Top of PASSAGE FOR REVIEW

On September 1, 2018, Orchard was released by the Browns.

===Buffalo Bills===
On September 10, 2018, he was signed by the Buffalo Bills. He was released by the Bills on October 2, 2018.

===Kansas City Chiefs===
On October 10, 2018, Orchard was signed by the Kansas City Chiefs. He was released on November 6, 2018.

===Seattle Seahawks===
On April 4, 2019, Orchard was signed by the Seattle Seahawks. He was released on May 10, 2019.

===Miami Dolphins===
On May 15, 2019, Orchard was signed by the Miami Dolphins. He was released on September 3, 2019.

===Washington Redskins / Football Team (first stint)===
On November 27, 2019, Orchard was signed by the Washington Redskins.
In Week 13 against the Carolina Panthers, Orchard sacked quarterback Kyle Allen once and recovered a fumble forced on Allen by teammate Chris Odom late in the fourth quarter to seal a 29–21 win.

Orchard re-signed with the team on March 25, 2020. He was released on September 5, 2020, and was signed to the practice squad the next day. He was promoted to the active roster on September 29, 2020. He was waived on November 7, 2020.

===Houston Texans===
Orchard was claimed off waivers by the Houston Texans on November 9, 2020. He was waived on December 12, 2020.

Bottom of PASSAGE FOR REVIEW
Top of SUPPLIED DATA

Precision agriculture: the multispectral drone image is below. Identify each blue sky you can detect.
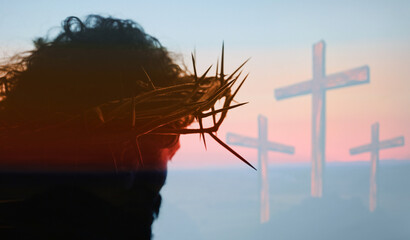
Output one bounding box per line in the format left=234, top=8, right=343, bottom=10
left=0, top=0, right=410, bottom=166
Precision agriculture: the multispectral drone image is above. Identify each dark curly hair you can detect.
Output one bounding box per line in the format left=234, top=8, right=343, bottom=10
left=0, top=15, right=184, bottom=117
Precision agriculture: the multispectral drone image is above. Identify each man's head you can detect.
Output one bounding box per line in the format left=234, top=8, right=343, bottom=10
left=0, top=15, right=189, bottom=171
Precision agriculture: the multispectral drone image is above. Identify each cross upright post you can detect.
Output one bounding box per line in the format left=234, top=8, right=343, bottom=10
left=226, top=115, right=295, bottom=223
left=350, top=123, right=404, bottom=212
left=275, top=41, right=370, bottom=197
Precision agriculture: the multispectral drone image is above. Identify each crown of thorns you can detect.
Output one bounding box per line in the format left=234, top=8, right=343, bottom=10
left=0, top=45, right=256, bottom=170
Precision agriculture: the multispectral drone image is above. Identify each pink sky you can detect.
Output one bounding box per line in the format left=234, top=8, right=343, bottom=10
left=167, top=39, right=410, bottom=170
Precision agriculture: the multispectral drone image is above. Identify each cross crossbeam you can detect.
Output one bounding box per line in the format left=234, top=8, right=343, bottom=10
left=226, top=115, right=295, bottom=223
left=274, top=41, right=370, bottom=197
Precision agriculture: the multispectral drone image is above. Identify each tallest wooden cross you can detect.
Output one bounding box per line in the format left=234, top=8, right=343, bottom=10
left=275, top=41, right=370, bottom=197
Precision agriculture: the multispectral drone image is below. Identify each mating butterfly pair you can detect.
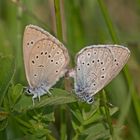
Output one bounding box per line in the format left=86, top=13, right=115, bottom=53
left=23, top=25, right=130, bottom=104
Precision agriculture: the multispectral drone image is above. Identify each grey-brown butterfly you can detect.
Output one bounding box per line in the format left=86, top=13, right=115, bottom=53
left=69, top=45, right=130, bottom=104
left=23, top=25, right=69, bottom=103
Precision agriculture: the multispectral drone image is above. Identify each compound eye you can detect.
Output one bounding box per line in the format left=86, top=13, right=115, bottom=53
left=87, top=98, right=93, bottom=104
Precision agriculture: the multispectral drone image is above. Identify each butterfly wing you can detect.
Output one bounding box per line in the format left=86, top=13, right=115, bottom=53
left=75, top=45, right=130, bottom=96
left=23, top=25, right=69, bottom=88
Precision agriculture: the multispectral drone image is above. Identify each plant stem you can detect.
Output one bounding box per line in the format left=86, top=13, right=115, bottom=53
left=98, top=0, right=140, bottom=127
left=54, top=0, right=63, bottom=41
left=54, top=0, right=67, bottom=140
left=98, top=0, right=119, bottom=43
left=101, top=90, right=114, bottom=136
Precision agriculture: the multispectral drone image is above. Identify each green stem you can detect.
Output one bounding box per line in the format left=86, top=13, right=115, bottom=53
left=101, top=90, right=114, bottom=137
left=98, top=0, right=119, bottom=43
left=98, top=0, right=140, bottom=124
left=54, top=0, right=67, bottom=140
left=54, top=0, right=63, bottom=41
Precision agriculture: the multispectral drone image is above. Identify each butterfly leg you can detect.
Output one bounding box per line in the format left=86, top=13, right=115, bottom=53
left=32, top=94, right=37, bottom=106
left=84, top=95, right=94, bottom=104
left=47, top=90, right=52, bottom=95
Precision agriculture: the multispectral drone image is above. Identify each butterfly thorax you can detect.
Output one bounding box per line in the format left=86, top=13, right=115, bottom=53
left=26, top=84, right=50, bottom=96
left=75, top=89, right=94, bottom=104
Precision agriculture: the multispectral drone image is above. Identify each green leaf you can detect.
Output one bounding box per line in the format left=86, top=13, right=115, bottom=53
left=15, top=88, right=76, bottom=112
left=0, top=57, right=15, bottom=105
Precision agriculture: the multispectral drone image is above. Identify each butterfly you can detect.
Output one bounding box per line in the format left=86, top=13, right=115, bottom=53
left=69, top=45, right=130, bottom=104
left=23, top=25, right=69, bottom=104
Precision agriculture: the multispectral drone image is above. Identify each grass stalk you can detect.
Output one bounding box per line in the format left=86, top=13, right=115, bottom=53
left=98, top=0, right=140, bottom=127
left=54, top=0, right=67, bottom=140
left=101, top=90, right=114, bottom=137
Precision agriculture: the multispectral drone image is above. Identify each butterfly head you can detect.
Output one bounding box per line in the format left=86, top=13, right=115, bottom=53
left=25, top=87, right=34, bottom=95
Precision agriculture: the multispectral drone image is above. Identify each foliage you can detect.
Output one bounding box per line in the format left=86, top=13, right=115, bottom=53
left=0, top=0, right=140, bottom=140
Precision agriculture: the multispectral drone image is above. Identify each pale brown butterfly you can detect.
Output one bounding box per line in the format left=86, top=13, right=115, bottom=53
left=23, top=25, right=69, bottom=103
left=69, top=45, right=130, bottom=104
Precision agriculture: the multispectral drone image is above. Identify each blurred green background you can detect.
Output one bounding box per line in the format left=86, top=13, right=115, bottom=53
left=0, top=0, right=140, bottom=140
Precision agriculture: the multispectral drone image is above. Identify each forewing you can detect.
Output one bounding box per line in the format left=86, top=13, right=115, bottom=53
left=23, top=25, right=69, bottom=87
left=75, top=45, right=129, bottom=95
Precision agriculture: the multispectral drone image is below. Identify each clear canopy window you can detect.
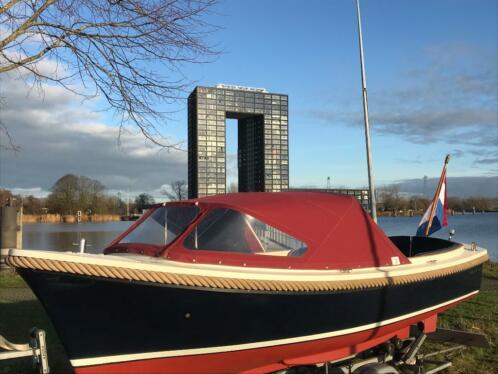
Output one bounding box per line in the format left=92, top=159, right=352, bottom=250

Bottom of SUPPLIED DATA

ASSIGNED TASK A ->
Transcribe the passage on Orchard's football career from "On September 1, 2018, Orchard" up to and including "September 3, 2019.".
ASSIGNED TASK B ->
Answer these questions about the passage on Orchard's football career:
(i) Which team signed Orchard on September 10, 2018?
(ii) What was the final score of the Week 13 win over the Carolina Panthers?
(iii) Which team claimed Orchard off waivers on November 9, 2020?
ASSIGNED TASK C ->
Write the next part of the passage on Orchard's football career, picking up after its final sentence.

EXPECTED OUTPUT A ->
On September 1, 2018, Orchard was released by the Browns.

===Buffalo Bills===
On September 10, 2018, he was signed by the Buffalo Bills. He was released by the Bills on October 2, 2018.

===Kansas City Chiefs===
On October 10, 2018, Orchard was signed by the Kansas City Chiefs. He was released on November 6, 2018.

===Seattle Seahawks===
On April 4, 2019, Orchard was signed by the Seattle Seahawks. He was released on May 10, 2019.

===Miami Dolphins===
On May 15, 2019, Orchard was signed by the Miami Dolphins. He was released on September 3, 2019.

EXPECTED OUTPUT B ->
(i) The Buffalo Bills
(ii) 29–21
(iii) The Houston Texans

EXPECTED OUTPUT C ->
===Tennessee Titans===
Orchard was signed by the Tennessee Titans to their practice squad on December 19, 2020. He was signed to a futures contract on January 11, 2021. On May 10, 2021, Orchard was released by Tennessee.

===Minnesota Vikings===
On November 4, 2021, Orchard was signed to the Minnesota Vikings practice squad. He was released on November 19.

===Green Bay Packers===
On November 25, 2021, Orchard was signed to the Green Bay Packers practice squad.

===Washington Football Team (second stint)===
The Washington Football Team signed Orchard off the Packers' practice squad on December 14, 2021.

==Personal life==
Orchard legally changed his name from Napa'a Lilo Fakahafua to Nathaniel Fakahafua Orchard in honor of his adopted family. He is married to Maegan Webber Orchard and has a daughter named Katherine Mae Orchard (named after his mother Katherine), a daughter named Charlotte Orchard and a son, Bo Webber Orchard.